[Rows from a pointing dataset]
— Begin —

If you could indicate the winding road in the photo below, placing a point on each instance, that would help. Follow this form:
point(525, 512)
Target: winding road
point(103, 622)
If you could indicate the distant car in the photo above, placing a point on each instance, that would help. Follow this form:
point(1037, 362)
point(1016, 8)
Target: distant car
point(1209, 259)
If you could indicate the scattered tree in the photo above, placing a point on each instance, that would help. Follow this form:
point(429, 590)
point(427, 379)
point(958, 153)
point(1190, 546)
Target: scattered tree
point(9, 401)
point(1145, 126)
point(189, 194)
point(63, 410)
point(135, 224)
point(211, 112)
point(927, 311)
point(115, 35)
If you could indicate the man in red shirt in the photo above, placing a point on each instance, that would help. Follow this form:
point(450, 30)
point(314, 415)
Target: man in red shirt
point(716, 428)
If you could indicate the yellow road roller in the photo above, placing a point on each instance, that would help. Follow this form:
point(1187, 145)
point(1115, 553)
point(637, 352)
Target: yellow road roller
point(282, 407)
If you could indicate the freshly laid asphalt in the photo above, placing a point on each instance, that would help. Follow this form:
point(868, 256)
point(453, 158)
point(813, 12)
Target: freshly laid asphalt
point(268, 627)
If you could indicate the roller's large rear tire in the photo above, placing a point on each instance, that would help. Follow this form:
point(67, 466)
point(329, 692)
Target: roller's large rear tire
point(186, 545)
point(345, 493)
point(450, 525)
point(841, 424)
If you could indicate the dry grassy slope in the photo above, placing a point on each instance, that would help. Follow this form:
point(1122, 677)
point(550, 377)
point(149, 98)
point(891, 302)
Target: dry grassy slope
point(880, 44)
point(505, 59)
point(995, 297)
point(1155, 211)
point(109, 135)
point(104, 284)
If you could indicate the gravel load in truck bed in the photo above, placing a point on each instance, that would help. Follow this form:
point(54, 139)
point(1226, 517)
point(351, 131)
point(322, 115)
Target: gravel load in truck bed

— End —

**EXERCISE OBJECTIVE:** Could you retype every one of the lines above, keeping each character and line break unchanged?

**REPLY TO THE TASK:**
If you could indicate the winding road in the photo below, placing a point on each instance, that would help. Follow this form:
point(525, 512)
Target: winding road
point(103, 622)
If you could indicate the distant car in the photo above, placing a point on each instance, that would help. Follow this form:
point(1037, 362)
point(1016, 8)
Target: distant car
point(1209, 259)
If you could indicate the scattered tree in the photo above, placing a point on each instance, that would help. Follow this form:
point(429, 590)
point(427, 379)
point(958, 153)
point(1190, 546)
Target: scattered tree
point(9, 401)
point(1145, 126)
point(189, 194)
point(63, 410)
point(135, 224)
point(211, 112)
point(927, 311)
point(115, 35)
If you could indicate the man in red shirt in the photo above, placing a point on each instance, that would help. Follow this form:
point(450, 30)
point(314, 415)
Target: man in red shirt
point(716, 428)
If you could indicate the yellow road roller in the photo above, placing a point on each instance, that would help. Follow this form:
point(1187, 145)
point(1115, 553)
point(637, 352)
Target: yellow road roller
point(282, 407)
If you could indicate the freshly laid asphalt in the photo above, placing a point on each instance, that would help. Follow this form:
point(868, 256)
point(453, 158)
point(813, 12)
Target: freshly laid asphalt
point(268, 627)
If you could indicate the roller's large rear tire in the photo above, placing a point on each instance, that would help. Follow this form:
point(67, 466)
point(329, 692)
Target: roller's large rear tire
point(186, 545)
point(345, 493)
point(450, 525)
point(841, 424)
If you could indicate the dry grassy slope in the photo above, placing a point on each instance, that would help. Follow this form:
point(1122, 677)
point(550, 377)
point(149, 98)
point(891, 302)
Target: dry grassy slope
point(880, 44)
point(505, 59)
point(995, 297)
point(1155, 211)
point(109, 135)
point(104, 284)
If you could indicate the gravel load in truck bed in the photo above, placing a point on each instance, that would help. Follow this form:
point(54, 139)
point(1226, 517)
point(351, 131)
point(322, 115)
Target: gravel load in truck bed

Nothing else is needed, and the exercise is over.